Le jazz, à la semblance de la poésie (dont Léo Ferré disait à juste titre qu'elle n'est pas une domestique), ne se manifeste pas sur commande. Le pianiste René Urtreger estime qu'il exige une alliance du cerveau, du coeur et des tripes- et quand il parle de tripes.... En suivant le cours de l'existence, le torrent de cet artiste formidable, on est ému, le rire nous saisit, bref tout se passe encore mieux que dans la vraie vie.

▬▬▬▬▬▬

→ **TÂCHE 1**:
D'après l'extrait sur le jazz, énumérez tout ce dont le pianiste René Urtreger estime que le jazz exige l'alliance.

▬▬▬▬▬▬

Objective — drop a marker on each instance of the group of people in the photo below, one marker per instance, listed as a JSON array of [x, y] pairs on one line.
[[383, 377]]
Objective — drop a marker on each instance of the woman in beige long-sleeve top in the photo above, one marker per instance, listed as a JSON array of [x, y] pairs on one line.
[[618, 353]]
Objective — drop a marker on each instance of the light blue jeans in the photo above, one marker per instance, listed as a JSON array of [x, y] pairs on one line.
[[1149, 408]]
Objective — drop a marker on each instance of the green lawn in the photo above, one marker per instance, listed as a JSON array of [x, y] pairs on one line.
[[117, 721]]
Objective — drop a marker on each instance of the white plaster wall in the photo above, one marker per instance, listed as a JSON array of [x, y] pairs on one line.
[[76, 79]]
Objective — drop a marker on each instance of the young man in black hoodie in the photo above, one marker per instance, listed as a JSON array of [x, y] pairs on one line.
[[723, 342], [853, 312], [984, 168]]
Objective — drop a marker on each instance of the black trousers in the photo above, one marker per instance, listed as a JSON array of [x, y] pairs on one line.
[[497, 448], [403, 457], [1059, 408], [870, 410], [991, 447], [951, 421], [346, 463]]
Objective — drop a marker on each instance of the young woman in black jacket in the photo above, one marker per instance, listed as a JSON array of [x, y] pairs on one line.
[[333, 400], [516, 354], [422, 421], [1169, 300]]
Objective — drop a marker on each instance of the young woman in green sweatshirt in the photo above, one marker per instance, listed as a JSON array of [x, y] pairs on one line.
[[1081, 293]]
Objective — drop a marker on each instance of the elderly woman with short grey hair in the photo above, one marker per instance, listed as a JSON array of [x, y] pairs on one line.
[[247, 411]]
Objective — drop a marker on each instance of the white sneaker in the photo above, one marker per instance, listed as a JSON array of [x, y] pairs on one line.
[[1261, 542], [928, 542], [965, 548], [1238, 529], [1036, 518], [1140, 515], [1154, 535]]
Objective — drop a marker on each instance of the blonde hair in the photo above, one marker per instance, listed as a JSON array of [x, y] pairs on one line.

▬▬▬▬▬▬

→ **TÂCHE 2**:
Extrayez telles quelles les lignes des enregistrements, en commençant à la ligne qui contient « the white plaster », celle-ci incluse, et en vous arrêtant à la fin des enregistrements.

→ **SORTIE COMPLÈTE 1**:
- le cerveau
- le coeur
- les tripes

→ **SORTIE COMPLÈTE 2**:
Objective — drop a marker on each instance of the white plaster wall in the photo above, one marker per instance, listed as a JSON array of [x, y] pairs on one line.
[[76, 79]]
Objective — drop a marker on each instance of the young man in black hoodie in the photo above, one marker per instance, listed as a JSON array of [x, y] pairs on one line.
[[723, 342], [853, 312], [984, 168]]
Objective — drop a marker on each instance of the black trousers in the photo above, one marker per instance, listed as a JSON array of [x, y] pairs on one line.
[[497, 448], [403, 457], [1059, 408], [870, 410], [991, 447], [951, 421], [346, 463]]
Objective — drop a marker on each instance of the young woman in black jacket in the photo above, one marker per instance, listed as a JSON array of [x, y] pairs on one line.
[[333, 400], [516, 354], [422, 421], [1169, 300]]
Objective — drop a marker on each instance of the young woman in green sweatshirt in the photo above, one marker per instance, listed as a JSON array of [x, y] pairs on one line.
[[1081, 293]]
Objective — drop a marker on each instance of the elderly woman with short grey hair in the photo above, one marker per instance, listed as a JSON array of [x, y] pairs on one line.
[[247, 411]]
Objective — drop a marker on each instance of the white sneaker in the photo above, one marker per instance, listed as a JSON array of [x, y] pairs on one line.
[[1261, 542], [928, 542], [965, 548], [1238, 529], [1036, 518], [1140, 515], [1154, 535]]
Objective — drop a marker on each instance of the blonde hair in the photo above, one marker per instance, listed as a JSON array of [x, y] pairs on one line.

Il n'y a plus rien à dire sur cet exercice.